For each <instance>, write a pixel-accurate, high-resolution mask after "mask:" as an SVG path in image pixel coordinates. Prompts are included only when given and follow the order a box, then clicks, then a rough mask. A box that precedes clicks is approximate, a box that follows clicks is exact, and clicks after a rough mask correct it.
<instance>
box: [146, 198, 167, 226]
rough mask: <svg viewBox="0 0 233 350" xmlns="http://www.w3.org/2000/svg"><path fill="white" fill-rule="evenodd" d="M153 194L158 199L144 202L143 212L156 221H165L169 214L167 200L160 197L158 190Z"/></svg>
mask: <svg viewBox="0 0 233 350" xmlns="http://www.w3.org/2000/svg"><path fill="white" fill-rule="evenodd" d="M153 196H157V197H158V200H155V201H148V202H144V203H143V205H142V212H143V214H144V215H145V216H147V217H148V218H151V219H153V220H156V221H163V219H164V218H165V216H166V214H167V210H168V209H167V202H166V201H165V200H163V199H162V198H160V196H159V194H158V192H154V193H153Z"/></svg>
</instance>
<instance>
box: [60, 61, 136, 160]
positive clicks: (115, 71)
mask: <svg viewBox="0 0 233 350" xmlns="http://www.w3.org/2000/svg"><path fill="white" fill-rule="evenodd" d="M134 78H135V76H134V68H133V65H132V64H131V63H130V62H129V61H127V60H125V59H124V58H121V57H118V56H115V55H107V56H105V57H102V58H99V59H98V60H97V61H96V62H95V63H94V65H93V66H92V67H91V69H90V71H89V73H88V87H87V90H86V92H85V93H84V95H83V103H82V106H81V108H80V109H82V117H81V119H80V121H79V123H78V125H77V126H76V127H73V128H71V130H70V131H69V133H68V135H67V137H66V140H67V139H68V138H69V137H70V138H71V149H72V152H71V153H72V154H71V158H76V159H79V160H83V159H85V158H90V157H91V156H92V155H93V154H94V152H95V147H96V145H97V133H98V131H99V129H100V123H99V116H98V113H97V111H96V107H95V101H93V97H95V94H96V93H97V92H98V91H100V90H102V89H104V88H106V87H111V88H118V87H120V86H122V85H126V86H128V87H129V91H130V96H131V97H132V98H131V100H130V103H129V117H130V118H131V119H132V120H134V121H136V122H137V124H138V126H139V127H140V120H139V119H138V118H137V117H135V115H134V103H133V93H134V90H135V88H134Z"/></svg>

───

**Aufgabenstellung:** Schreibe die gesamten Daten neu und ersetze dabei „rough mask“ überall durch „coarse mask“. Alles andere bleibt unverändert.

**Lösung:**
For each <instance>, write a pixel-accurate, high-resolution mask after "mask:" as an SVG path in image pixel coordinates. Prompts are included only when given and follow the order a box, then clicks, then a coarse mask. A box that precedes clicks is approximate, a box that follows clicks is exact, and clicks after a coarse mask correct it.
<instance>
box: [146, 198, 167, 226]
coarse mask: <svg viewBox="0 0 233 350" xmlns="http://www.w3.org/2000/svg"><path fill="white" fill-rule="evenodd" d="M153 194L158 199L144 202L143 212L156 221H165L169 214L167 200L160 197L158 190Z"/></svg>
mask: <svg viewBox="0 0 233 350" xmlns="http://www.w3.org/2000/svg"><path fill="white" fill-rule="evenodd" d="M153 196H157V197H158V200H155V201H148V202H144V203H143V205H142V212H143V214H144V215H145V216H147V217H148V218H151V219H153V220H156V221H163V219H164V218H165V216H166V214H167V210H168V209H167V202H166V201H165V200H163V199H162V198H160V196H159V194H158V192H154V193H153Z"/></svg>
</instance>
<instance>
box: [60, 61, 136, 160]
positive clicks: (115, 71)
mask: <svg viewBox="0 0 233 350" xmlns="http://www.w3.org/2000/svg"><path fill="white" fill-rule="evenodd" d="M134 78H135V76H134V68H133V65H132V64H131V63H130V62H129V61H127V60H125V59H124V58H121V57H118V56H115V55H107V56H105V57H102V58H99V59H98V60H97V61H96V62H95V63H94V65H93V66H92V67H91V69H90V71H89V73H88V87H87V90H86V92H85V93H84V95H83V103H82V106H81V108H80V109H82V117H81V119H80V121H79V123H78V125H77V126H76V127H73V128H71V130H70V131H69V133H68V135H67V137H66V140H67V139H68V138H69V137H70V138H71V149H72V152H71V153H72V154H71V158H76V159H79V160H83V159H85V158H90V157H91V156H92V155H93V154H94V152H95V147H96V145H97V133H98V131H99V129H100V123H99V116H98V113H97V111H96V107H95V101H93V97H95V94H96V93H97V92H98V91H100V90H102V89H104V88H106V87H111V88H118V87H120V86H122V85H126V86H128V87H129V91H130V96H131V97H132V98H131V100H130V103H129V117H130V118H131V119H132V120H134V121H136V122H137V124H138V126H139V127H140V120H139V119H138V118H137V117H135V115H134V103H133V93H134V90H135V88H134Z"/></svg>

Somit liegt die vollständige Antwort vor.